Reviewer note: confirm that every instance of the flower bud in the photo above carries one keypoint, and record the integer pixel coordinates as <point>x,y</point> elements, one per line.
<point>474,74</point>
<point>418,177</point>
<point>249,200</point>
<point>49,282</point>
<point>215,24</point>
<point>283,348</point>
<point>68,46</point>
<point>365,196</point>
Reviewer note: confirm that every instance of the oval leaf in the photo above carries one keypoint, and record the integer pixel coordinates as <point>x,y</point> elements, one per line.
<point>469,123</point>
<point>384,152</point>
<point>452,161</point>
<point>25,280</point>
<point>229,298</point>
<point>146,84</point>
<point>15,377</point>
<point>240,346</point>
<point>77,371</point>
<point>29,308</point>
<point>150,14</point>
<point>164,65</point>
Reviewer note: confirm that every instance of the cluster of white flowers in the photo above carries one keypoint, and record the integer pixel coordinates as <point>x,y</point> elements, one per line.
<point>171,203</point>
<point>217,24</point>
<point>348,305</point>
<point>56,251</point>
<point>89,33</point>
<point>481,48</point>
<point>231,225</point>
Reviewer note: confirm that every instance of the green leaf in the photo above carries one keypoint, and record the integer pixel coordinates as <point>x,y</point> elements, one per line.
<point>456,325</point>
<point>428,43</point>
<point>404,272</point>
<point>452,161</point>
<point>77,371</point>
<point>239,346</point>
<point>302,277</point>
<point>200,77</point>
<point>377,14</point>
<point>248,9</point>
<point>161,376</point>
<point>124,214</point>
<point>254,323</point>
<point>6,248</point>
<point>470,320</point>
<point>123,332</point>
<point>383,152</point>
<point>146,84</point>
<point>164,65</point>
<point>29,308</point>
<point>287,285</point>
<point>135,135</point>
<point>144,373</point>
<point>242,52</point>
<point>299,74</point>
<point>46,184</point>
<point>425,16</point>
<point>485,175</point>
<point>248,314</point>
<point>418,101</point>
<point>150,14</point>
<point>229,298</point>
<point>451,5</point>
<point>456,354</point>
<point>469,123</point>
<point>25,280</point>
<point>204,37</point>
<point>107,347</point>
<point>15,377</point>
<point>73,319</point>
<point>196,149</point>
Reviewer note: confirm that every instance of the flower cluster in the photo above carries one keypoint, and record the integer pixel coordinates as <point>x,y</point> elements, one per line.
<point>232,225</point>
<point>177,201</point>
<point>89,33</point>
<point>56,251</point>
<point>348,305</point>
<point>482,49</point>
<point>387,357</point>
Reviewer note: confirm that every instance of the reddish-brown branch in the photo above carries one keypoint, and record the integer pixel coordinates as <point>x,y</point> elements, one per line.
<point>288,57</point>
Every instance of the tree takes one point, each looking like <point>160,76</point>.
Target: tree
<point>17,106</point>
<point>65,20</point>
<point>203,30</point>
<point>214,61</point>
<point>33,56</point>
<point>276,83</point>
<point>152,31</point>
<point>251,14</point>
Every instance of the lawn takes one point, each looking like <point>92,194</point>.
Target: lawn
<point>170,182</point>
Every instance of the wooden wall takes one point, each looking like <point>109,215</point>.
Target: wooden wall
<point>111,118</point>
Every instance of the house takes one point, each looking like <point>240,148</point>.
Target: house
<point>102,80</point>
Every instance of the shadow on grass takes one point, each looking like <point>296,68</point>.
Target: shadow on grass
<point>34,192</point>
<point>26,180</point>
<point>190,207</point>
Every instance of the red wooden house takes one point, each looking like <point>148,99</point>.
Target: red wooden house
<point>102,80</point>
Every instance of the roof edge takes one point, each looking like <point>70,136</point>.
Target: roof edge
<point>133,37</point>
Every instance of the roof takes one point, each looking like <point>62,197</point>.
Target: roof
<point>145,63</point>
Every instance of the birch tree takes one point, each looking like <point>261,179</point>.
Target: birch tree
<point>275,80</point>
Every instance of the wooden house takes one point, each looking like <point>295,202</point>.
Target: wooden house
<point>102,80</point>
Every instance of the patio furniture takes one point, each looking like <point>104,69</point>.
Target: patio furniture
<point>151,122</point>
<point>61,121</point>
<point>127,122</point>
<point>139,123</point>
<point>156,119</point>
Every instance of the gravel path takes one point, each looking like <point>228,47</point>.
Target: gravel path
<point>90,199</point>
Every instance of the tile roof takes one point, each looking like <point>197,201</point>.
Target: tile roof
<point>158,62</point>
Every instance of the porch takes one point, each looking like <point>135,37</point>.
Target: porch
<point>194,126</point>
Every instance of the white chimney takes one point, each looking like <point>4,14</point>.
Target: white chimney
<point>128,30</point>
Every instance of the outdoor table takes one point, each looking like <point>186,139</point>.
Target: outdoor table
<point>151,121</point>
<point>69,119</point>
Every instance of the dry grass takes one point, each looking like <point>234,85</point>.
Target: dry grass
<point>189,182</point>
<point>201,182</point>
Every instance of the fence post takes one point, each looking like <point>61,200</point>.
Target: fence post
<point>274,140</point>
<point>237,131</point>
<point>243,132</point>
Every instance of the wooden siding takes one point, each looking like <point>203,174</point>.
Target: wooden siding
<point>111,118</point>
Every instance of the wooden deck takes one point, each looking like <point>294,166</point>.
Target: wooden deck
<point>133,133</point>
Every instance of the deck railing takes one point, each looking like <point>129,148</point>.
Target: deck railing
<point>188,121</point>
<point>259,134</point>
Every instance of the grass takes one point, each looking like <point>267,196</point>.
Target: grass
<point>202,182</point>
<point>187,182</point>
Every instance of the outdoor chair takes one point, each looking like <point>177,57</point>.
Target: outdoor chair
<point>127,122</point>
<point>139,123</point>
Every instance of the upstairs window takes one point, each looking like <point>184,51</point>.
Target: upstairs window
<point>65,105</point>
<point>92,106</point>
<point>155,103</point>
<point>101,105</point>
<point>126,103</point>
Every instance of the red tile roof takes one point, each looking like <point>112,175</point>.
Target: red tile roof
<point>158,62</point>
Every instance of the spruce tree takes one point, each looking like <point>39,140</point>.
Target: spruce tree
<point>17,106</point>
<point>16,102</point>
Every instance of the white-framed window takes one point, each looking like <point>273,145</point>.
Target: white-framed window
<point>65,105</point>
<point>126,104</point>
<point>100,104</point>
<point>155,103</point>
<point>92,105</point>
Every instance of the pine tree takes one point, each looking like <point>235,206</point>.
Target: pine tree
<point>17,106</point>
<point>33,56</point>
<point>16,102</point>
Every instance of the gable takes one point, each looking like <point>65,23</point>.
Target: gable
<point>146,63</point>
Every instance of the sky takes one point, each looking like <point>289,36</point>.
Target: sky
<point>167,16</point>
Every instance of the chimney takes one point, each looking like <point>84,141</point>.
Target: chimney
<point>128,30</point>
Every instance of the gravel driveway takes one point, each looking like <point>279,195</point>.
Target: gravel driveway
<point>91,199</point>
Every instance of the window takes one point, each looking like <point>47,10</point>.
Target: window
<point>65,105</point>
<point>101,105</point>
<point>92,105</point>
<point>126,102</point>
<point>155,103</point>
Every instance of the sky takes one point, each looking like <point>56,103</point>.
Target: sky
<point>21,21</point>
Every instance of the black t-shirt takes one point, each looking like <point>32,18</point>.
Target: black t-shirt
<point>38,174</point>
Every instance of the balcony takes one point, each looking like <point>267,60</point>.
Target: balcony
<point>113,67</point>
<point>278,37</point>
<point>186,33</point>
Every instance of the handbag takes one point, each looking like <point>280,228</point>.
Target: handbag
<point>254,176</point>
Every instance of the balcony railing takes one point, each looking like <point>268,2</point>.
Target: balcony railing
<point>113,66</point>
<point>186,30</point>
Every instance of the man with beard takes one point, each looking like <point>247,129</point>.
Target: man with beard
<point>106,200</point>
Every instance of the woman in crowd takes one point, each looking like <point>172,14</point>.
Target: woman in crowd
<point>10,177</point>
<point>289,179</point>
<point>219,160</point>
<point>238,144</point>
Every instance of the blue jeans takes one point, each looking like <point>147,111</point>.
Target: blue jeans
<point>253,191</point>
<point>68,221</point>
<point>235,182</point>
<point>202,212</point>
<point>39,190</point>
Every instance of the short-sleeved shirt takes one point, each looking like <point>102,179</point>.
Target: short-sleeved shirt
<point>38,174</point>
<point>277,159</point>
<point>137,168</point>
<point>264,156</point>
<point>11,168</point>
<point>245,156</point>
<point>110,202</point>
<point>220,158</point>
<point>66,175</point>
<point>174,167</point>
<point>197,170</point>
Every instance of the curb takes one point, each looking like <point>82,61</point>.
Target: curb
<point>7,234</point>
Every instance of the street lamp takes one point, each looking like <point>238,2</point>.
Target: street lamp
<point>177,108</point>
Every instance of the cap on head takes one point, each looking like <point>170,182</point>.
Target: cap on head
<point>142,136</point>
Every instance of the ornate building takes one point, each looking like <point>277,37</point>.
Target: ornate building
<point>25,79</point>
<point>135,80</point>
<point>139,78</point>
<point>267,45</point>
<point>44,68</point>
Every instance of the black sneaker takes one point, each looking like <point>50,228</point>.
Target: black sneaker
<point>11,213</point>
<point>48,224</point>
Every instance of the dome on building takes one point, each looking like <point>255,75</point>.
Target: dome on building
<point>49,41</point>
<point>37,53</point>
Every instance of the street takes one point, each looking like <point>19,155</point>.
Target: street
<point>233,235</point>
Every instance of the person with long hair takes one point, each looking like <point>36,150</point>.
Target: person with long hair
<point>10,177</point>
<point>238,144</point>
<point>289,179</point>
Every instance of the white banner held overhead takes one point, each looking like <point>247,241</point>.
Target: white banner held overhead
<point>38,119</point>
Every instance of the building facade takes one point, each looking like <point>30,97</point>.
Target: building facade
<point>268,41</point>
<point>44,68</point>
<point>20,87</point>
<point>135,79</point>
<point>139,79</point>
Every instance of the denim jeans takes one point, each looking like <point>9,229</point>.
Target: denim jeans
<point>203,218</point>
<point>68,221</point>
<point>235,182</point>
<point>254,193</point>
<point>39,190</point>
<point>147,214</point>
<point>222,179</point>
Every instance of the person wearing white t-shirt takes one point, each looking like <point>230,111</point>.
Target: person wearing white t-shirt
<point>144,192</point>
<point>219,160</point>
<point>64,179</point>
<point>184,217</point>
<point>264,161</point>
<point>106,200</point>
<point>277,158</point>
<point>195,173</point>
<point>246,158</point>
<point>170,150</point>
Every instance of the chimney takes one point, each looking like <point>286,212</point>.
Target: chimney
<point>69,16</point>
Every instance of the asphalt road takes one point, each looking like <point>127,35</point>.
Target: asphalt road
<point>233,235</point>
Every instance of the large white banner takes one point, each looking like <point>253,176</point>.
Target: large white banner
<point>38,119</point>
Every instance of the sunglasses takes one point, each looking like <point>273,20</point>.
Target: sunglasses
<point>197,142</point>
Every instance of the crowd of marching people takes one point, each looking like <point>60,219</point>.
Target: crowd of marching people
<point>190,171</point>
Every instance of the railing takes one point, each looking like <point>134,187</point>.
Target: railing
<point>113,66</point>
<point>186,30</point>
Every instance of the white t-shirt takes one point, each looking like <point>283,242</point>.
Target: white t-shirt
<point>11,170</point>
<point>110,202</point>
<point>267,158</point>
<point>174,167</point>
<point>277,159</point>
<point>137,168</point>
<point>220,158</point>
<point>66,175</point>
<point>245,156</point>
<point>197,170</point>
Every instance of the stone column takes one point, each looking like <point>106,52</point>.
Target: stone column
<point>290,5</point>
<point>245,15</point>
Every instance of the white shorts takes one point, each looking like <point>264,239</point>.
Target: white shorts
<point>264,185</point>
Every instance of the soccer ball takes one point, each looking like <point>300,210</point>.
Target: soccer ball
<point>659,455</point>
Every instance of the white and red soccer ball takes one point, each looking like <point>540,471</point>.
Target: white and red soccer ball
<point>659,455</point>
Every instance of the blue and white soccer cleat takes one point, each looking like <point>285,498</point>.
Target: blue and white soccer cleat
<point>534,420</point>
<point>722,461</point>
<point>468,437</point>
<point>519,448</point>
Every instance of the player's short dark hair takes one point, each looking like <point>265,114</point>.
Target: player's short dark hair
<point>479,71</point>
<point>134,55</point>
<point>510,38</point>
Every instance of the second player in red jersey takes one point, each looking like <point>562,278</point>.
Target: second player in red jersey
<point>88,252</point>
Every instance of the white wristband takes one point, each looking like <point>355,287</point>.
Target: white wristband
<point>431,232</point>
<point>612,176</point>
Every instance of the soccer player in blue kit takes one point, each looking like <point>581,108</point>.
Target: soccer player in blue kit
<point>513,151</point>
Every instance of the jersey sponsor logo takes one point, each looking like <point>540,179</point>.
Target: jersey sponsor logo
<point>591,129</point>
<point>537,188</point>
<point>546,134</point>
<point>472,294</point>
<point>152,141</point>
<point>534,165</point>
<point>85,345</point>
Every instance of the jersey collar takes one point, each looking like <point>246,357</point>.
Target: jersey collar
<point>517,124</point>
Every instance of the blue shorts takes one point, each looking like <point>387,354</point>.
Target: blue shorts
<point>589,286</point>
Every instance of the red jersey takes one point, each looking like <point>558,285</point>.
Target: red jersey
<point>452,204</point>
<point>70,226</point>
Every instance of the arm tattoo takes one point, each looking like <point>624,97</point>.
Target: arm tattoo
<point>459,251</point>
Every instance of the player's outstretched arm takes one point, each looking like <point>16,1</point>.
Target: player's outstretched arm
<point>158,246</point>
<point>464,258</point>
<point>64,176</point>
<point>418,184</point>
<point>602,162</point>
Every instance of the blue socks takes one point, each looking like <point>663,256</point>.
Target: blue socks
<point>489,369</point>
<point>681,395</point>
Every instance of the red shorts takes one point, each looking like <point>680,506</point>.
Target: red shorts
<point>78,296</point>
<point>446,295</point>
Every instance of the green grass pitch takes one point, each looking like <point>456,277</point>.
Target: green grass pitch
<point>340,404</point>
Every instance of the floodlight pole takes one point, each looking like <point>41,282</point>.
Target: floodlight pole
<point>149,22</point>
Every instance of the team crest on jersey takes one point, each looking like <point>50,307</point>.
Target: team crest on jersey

_ASSIGNED TASK:_ Please return every line in the data that includes the string "team".

_SOLVED EXERCISE:_
Every instance of the team crest on jersey takes one point, each looking like <point>50,307</point>.
Target: team crest on jersey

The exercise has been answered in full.